The 42-story Goldman Sachs tower in Jersey City, N.J., sits just feet away from the Hudson River, a major flyway for migratory birds. To keep white-throated sparrows and gray catbirds from smashing into the skyscraper at night, its architects devised a lighting system on the upper floors that doesn't distract the high-flying birds.
The special lighting isn't the only environmentally friendly feature in the grayish-blue tower, which is known as 30 Hudson Street but dubbed the "Coke Can" by Goldman employees for its rounded corners and flat top. Shrubs and bushes on the roof help cool the building, saving modestly on air-conditioning costs. And exterior lights face downward so urban stargazers can see more of the heavens. Still, critics question whether the Coke Can -- which didn't install more heavy-duty technology such as special heating and cooling systems -- is really any more energy-efficient than other buildings.
Eco-friendly, or "green," buildings are one of the most talked-about trends in the trillion-dollar U.S. construction industry. Boosters say that for a relatively small upfront cost, such buildings can be cheaper to operate.

**EXCERPTED RECORDS**
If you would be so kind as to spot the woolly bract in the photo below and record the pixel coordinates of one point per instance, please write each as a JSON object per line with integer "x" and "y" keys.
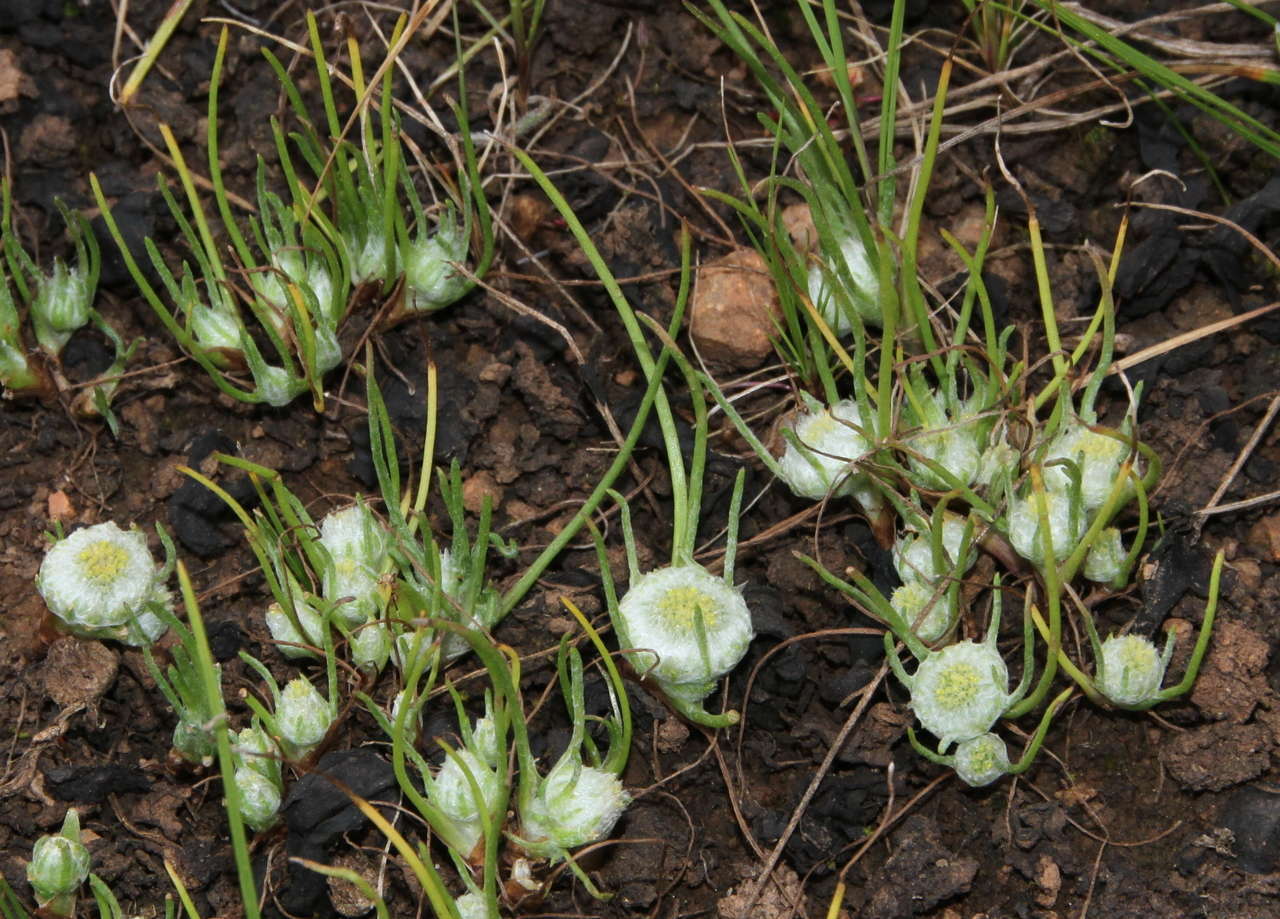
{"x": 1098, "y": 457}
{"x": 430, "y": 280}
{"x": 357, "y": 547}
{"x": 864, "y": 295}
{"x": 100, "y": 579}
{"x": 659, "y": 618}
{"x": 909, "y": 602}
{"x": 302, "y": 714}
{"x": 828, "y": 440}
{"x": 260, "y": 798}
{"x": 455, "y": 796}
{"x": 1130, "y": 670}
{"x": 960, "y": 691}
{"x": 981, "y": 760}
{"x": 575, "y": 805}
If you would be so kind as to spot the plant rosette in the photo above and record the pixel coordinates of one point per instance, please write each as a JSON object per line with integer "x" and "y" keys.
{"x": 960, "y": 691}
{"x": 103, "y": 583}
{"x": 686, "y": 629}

---

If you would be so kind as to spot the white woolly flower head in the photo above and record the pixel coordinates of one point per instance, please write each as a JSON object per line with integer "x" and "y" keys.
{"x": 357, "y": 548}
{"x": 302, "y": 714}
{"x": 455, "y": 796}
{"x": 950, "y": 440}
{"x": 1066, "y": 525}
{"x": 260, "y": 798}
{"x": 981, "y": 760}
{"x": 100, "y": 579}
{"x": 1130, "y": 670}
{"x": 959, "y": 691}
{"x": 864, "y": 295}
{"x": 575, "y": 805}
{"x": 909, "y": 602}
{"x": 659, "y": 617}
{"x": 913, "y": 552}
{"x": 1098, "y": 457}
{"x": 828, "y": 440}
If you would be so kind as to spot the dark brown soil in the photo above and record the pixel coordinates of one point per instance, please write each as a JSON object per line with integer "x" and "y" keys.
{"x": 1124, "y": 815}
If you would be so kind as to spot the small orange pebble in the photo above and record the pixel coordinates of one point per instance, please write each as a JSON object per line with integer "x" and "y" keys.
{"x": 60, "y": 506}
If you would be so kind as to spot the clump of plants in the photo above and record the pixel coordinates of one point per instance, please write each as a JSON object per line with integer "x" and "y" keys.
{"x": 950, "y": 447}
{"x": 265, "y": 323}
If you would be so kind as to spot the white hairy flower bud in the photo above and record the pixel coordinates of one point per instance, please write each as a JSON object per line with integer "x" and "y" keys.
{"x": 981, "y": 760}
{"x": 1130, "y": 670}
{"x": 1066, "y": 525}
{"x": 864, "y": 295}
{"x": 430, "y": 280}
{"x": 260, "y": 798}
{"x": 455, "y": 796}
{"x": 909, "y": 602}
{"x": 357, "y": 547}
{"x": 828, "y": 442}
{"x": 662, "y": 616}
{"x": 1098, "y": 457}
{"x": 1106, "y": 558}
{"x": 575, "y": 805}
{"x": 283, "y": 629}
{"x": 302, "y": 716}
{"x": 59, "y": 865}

**PROBLEM STATEMENT**
Continue the text about the green Goldman Sachs tower from the end of its last sentence.

**EXPECTED ANSWER**
Though more attention is paid to pollution by cars, buildings today account for a third of U.S. energy use, 30 percent of greenhouse gas emissions and 30 percent of raw material use. Americans spend 90 percent of their time indoors.
But unlike other so-called green products -- such as hybrid cars and compact fluorescent lightbulbs -- some green buildings are little more energy-efficient than traditional structures. Yet they manage to earn a coveted certification from the U.S. Green Building Council, a leading, private environmental organization.
While there are no tax credits or other obvious financial incentives to seek official green status, builders value the official certification for several reasons.
In an era where marketers use the eco-friendly moniker to sell everything from face creams to blue jeans, tenants may favor an environment that's been singled out as more energy-efficient and healthy. Certified green developers get a front-of-building plaque that announces them as good corporate citizens.
"Birkenstocks and beads have been replaced with the whiff of real money," says Auden Schendler, environmental affairs director for Aspen Skiing Co. and an early adopter of green building. He has recently become a critic of the Green Building Council, saying its certification program doesn't guarantee buildings are energy efficient.
Schendler and others are expressing skepticism as the Green Building Council's main certification program gains support from deep-pocketed builders such as the federal government, states, major corporations and institutions.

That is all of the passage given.